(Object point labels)
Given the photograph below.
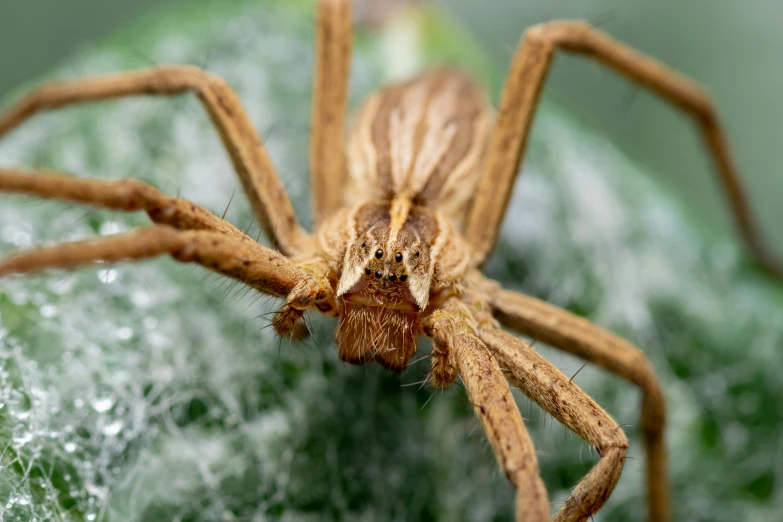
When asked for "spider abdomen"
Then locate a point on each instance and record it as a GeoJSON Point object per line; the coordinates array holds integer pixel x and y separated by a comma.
{"type": "Point", "coordinates": [424, 138]}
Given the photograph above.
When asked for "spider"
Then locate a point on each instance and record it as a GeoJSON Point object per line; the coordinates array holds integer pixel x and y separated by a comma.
{"type": "Point", "coordinates": [407, 207]}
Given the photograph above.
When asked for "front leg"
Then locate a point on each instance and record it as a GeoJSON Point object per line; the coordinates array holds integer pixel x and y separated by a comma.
{"type": "Point", "coordinates": [452, 328]}
{"type": "Point", "coordinates": [268, 198]}
{"type": "Point", "coordinates": [519, 102]}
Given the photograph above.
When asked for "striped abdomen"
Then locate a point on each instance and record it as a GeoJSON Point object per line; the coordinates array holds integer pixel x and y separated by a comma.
{"type": "Point", "coordinates": [424, 139]}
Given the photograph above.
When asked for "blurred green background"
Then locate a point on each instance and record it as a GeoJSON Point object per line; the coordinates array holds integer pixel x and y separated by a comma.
{"type": "Point", "coordinates": [153, 409]}
{"type": "Point", "coordinates": [733, 48]}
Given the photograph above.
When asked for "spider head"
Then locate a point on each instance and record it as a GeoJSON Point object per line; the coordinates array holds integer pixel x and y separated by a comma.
{"type": "Point", "coordinates": [390, 268]}
{"type": "Point", "coordinates": [383, 288]}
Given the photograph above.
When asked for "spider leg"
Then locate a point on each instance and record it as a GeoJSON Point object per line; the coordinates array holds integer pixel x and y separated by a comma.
{"type": "Point", "coordinates": [263, 187]}
{"type": "Point", "coordinates": [519, 101]}
{"type": "Point", "coordinates": [452, 328]}
{"type": "Point", "coordinates": [575, 335]}
{"type": "Point", "coordinates": [555, 393]}
{"type": "Point", "coordinates": [259, 267]}
{"type": "Point", "coordinates": [126, 194]}
{"type": "Point", "coordinates": [334, 38]}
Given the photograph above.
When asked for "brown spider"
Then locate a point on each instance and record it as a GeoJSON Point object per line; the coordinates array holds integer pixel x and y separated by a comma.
{"type": "Point", "coordinates": [406, 210]}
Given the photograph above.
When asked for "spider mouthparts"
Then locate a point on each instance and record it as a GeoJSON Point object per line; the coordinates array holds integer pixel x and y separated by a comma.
{"type": "Point", "coordinates": [375, 333]}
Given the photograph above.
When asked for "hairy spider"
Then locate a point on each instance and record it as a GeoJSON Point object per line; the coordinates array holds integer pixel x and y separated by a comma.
{"type": "Point", "coordinates": [407, 209]}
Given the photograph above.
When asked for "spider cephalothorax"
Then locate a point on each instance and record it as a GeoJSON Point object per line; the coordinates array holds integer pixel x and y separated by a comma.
{"type": "Point", "coordinates": [406, 210]}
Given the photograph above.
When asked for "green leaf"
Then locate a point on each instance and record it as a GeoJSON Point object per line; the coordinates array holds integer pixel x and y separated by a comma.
{"type": "Point", "coordinates": [152, 392]}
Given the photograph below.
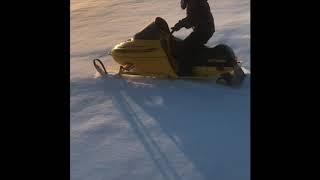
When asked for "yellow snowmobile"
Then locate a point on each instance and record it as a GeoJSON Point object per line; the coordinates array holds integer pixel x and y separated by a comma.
{"type": "Point", "coordinates": [154, 51]}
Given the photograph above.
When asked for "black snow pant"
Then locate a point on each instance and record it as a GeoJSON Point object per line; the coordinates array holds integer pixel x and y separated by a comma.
{"type": "Point", "coordinates": [190, 48]}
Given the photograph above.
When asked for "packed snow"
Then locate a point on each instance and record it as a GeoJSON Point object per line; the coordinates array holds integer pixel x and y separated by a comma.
{"type": "Point", "coordinates": [135, 128]}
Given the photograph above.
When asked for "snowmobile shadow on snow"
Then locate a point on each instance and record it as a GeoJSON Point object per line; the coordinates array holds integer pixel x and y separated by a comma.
{"type": "Point", "coordinates": [212, 133]}
{"type": "Point", "coordinates": [203, 127]}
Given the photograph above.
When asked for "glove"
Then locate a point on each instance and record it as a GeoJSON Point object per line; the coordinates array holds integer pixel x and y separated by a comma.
{"type": "Point", "coordinates": [177, 26]}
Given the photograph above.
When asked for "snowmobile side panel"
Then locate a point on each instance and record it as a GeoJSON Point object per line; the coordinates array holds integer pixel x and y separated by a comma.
{"type": "Point", "coordinates": [147, 57]}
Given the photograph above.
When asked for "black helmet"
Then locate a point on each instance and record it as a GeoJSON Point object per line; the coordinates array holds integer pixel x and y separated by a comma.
{"type": "Point", "coordinates": [183, 3]}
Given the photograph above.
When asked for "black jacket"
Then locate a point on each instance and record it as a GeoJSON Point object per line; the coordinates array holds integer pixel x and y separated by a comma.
{"type": "Point", "coordinates": [199, 16]}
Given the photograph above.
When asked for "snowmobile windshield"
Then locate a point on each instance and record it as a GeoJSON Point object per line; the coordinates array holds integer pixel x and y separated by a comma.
{"type": "Point", "coordinates": [150, 32]}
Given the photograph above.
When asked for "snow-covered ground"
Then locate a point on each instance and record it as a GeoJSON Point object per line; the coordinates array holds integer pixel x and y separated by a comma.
{"type": "Point", "coordinates": [143, 128]}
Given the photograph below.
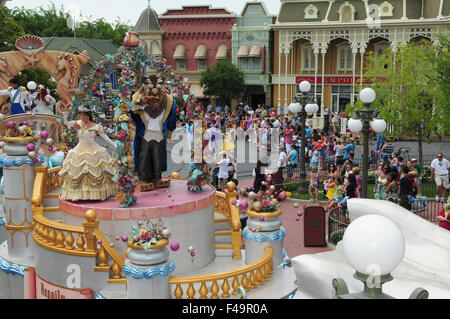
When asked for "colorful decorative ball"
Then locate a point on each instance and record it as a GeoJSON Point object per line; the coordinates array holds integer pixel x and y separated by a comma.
{"type": "Point", "coordinates": [31, 147]}
{"type": "Point", "coordinates": [50, 142]}
{"type": "Point", "coordinates": [11, 124]}
{"type": "Point", "coordinates": [244, 205]}
{"type": "Point", "coordinates": [174, 246]}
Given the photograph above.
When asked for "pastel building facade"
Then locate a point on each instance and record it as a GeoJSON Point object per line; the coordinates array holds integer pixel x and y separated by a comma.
{"type": "Point", "coordinates": [327, 41]}
{"type": "Point", "coordinates": [252, 51]}
{"type": "Point", "coordinates": [195, 38]}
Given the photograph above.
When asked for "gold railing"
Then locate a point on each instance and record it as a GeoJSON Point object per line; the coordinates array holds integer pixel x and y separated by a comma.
{"type": "Point", "coordinates": [251, 276]}
{"type": "Point", "coordinates": [60, 238]}
{"type": "Point", "coordinates": [223, 205]}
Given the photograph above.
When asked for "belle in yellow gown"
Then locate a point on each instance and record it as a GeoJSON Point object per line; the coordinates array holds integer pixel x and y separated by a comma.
{"type": "Point", "coordinates": [87, 170]}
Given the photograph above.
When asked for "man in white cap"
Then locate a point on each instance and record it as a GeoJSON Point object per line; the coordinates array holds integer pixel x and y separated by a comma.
{"type": "Point", "coordinates": [439, 169]}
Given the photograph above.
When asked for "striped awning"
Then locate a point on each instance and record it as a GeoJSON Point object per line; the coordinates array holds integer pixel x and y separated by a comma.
{"type": "Point", "coordinates": [255, 52]}
{"type": "Point", "coordinates": [180, 52]}
{"type": "Point", "coordinates": [156, 50]}
{"type": "Point", "coordinates": [200, 53]}
{"type": "Point", "coordinates": [243, 51]}
{"type": "Point", "coordinates": [222, 52]}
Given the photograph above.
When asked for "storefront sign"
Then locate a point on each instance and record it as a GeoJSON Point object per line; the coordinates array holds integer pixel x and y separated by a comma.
{"type": "Point", "coordinates": [331, 80]}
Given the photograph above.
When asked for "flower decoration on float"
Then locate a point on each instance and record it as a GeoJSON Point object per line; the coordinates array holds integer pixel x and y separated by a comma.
{"type": "Point", "coordinates": [265, 200]}
{"type": "Point", "coordinates": [147, 234]}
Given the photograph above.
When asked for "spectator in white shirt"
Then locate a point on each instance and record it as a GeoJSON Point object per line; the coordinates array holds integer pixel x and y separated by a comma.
{"type": "Point", "coordinates": [440, 168]}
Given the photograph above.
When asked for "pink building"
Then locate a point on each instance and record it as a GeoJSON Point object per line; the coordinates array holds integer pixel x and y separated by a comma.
{"type": "Point", "coordinates": [195, 38]}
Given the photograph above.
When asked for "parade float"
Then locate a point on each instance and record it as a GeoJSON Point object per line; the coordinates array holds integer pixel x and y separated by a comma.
{"type": "Point", "coordinates": [185, 239]}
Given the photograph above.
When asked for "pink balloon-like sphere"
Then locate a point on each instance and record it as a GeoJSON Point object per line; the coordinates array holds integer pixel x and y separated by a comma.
{"type": "Point", "coordinates": [244, 204]}
{"type": "Point", "coordinates": [174, 246]}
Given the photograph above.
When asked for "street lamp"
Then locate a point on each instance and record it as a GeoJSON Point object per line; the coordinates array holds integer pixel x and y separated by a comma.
{"type": "Point", "coordinates": [302, 98]}
{"type": "Point", "coordinates": [373, 257]}
{"type": "Point", "coordinates": [362, 121]}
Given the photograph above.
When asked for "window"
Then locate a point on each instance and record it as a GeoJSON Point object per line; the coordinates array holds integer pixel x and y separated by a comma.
{"type": "Point", "coordinates": [202, 65]}
{"type": "Point", "coordinates": [181, 64]}
{"type": "Point", "coordinates": [308, 59]}
{"type": "Point", "coordinates": [244, 63]}
{"type": "Point", "coordinates": [345, 58]}
{"type": "Point", "coordinates": [256, 64]}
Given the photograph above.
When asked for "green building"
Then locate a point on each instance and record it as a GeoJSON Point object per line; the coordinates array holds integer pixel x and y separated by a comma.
{"type": "Point", "coordinates": [252, 50]}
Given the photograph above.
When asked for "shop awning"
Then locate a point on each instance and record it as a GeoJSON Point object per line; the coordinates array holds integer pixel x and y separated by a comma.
{"type": "Point", "coordinates": [255, 52]}
{"type": "Point", "coordinates": [222, 52]}
{"type": "Point", "coordinates": [200, 53]}
{"type": "Point", "coordinates": [156, 50]}
{"type": "Point", "coordinates": [180, 52]}
{"type": "Point", "coordinates": [243, 51]}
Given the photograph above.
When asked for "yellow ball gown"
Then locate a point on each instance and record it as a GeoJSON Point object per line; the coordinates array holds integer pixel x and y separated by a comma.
{"type": "Point", "coordinates": [87, 170]}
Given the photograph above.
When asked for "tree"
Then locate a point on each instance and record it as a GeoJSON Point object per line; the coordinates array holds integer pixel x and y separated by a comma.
{"type": "Point", "coordinates": [224, 80]}
{"type": "Point", "coordinates": [406, 94]}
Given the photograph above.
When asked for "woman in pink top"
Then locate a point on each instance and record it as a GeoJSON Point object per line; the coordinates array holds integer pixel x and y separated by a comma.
{"type": "Point", "coordinates": [289, 135]}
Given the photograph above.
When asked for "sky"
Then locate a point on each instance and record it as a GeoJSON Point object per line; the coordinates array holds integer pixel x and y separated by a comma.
{"type": "Point", "coordinates": [128, 11]}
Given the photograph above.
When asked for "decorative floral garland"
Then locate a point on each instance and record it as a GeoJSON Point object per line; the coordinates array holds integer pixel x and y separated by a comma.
{"type": "Point", "coordinates": [150, 273]}
{"type": "Point", "coordinates": [261, 238]}
{"type": "Point", "coordinates": [11, 268]}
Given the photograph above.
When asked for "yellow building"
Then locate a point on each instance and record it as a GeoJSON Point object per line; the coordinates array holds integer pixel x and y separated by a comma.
{"type": "Point", "coordinates": [326, 42]}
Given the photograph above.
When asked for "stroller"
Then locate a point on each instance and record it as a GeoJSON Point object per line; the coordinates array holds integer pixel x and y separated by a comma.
{"type": "Point", "coordinates": [232, 176]}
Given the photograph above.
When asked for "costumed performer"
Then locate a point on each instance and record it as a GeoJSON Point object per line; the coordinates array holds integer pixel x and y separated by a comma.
{"type": "Point", "coordinates": [154, 114]}
{"type": "Point", "coordinates": [87, 170]}
{"type": "Point", "coordinates": [18, 96]}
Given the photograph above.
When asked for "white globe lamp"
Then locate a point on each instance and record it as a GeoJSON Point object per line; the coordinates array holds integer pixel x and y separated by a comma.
{"type": "Point", "coordinates": [373, 245]}
{"type": "Point", "coordinates": [367, 96]}
{"type": "Point", "coordinates": [294, 108]}
{"type": "Point", "coordinates": [354, 125]}
{"type": "Point", "coordinates": [379, 125]}
{"type": "Point", "coordinates": [304, 86]}
{"type": "Point", "coordinates": [311, 108]}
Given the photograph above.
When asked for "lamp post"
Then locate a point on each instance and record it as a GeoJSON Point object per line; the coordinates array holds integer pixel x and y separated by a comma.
{"type": "Point", "coordinates": [373, 257]}
{"type": "Point", "coordinates": [303, 99]}
{"type": "Point", "coordinates": [366, 115]}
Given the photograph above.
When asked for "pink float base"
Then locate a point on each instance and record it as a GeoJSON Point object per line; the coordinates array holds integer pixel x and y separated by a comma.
{"type": "Point", "coordinates": [154, 204]}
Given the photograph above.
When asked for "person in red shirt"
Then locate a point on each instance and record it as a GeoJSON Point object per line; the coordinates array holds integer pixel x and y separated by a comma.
{"type": "Point", "coordinates": [444, 217]}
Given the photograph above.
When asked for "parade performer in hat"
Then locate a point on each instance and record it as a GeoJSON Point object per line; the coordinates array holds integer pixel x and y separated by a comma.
{"type": "Point", "coordinates": [154, 114]}
{"type": "Point", "coordinates": [18, 95]}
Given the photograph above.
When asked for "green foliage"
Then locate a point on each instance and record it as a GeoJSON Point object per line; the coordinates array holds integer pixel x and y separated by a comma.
{"type": "Point", "coordinates": [52, 22]}
{"type": "Point", "coordinates": [224, 80]}
{"type": "Point", "coordinates": [441, 61]}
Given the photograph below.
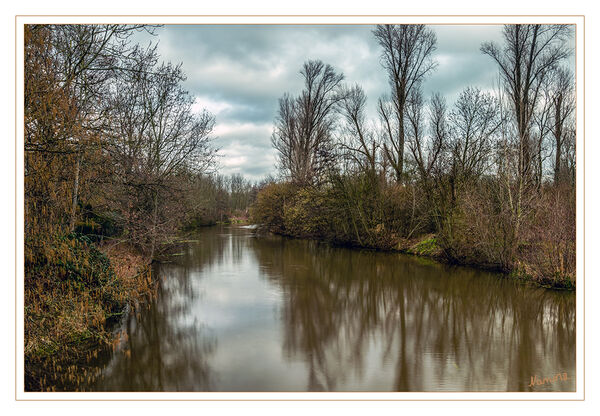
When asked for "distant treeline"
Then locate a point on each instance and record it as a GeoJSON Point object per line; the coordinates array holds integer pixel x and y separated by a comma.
{"type": "Point", "coordinates": [488, 180]}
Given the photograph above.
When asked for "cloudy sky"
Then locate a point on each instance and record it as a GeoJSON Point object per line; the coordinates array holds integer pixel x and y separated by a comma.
{"type": "Point", "coordinates": [238, 72]}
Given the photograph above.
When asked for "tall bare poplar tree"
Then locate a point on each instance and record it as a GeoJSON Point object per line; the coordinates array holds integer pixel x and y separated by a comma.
{"type": "Point", "coordinates": [529, 55]}
{"type": "Point", "coordinates": [406, 56]}
{"type": "Point", "coordinates": [304, 125]}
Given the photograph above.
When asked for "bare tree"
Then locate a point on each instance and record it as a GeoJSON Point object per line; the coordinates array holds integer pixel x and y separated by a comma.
{"type": "Point", "coordinates": [529, 55]}
{"type": "Point", "coordinates": [358, 141]}
{"type": "Point", "coordinates": [474, 120]}
{"type": "Point", "coordinates": [156, 140]}
{"type": "Point", "coordinates": [303, 133]}
{"type": "Point", "coordinates": [563, 108]}
{"type": "Point", "coordinates": [406, 57]}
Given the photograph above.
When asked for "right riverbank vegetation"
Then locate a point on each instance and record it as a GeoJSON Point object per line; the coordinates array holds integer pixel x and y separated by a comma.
{"type": "Point", "coordinates": [488, 180]}
{"type": "Point", "coordinates": [119, 163]}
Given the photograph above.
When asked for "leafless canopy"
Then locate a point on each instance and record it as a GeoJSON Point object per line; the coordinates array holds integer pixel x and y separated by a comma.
{"type": "Point", "coordinates": [406, 57]}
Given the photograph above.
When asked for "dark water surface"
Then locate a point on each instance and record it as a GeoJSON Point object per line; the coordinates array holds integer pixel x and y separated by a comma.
{"type": "Point", "coordinates": [237, 312]}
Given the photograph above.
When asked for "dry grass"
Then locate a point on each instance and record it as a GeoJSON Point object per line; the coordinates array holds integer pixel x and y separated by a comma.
{"type": "Point", "coordinates": [73, 292]}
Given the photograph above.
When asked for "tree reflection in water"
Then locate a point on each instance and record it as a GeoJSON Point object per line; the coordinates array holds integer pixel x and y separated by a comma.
{"type": "Point", "coordinates": [441, 327]}
{"type": "Point", "coordinates": [245, 313]}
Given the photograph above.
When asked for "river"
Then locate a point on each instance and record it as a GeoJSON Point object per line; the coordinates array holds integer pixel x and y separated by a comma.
{"type": "Point", "coordinates": [240, 312]}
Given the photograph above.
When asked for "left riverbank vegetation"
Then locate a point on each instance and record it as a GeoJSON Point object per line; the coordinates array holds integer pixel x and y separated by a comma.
{"type": "Point", "coordinates": [488, 180]}
{"type": "Point", "coordinates": [117, 162]}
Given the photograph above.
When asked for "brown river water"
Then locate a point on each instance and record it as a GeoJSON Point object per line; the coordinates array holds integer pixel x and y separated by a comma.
{"type": "Point", "coordinates": [239, 312]}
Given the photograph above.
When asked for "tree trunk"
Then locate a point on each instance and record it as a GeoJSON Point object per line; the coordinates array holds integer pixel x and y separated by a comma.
{"type": "Point", "coordinates": [75, 191]}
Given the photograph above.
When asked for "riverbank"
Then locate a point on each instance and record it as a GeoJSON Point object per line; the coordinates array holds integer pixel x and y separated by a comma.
{"type": "Point", "coordinates": [426, 246]}
{"type": "Point", "coordinates": [536, 245]}
{"type": "Point", "coordinates": [75, 291]}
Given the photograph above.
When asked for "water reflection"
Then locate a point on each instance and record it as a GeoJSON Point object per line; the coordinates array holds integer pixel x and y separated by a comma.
{"type": "Point", "coordinates": [239, 313]}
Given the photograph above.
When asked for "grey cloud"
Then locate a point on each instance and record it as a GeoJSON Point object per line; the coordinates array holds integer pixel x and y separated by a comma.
{"type": "Point", "coordinates": [242, 70]}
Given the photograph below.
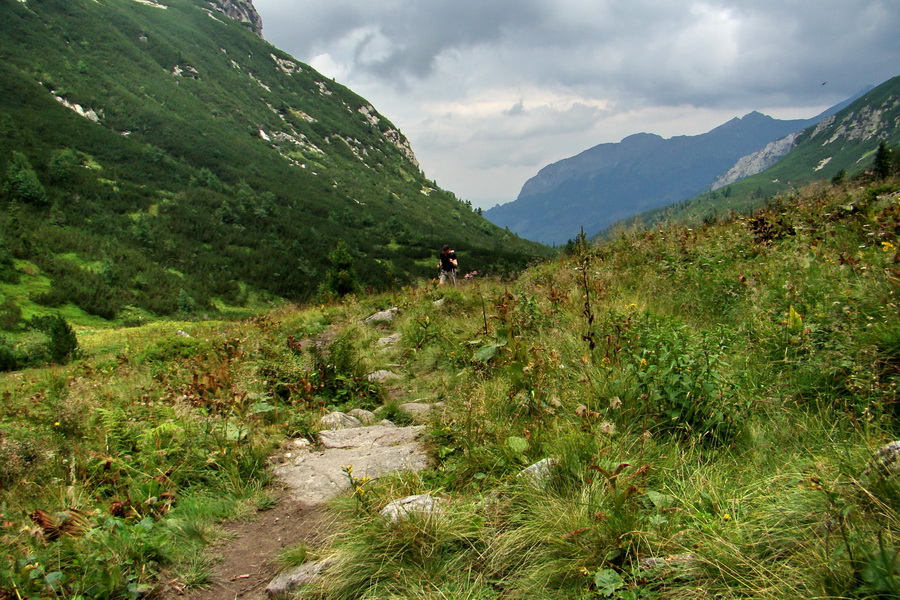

- **Exercise aim**
Return every line above that contains the string "shirt", treating uppercase and lowercase as different.

- **Answer for the task**
When asked for "spectator in white shirt"
When asked for "person in red shirt"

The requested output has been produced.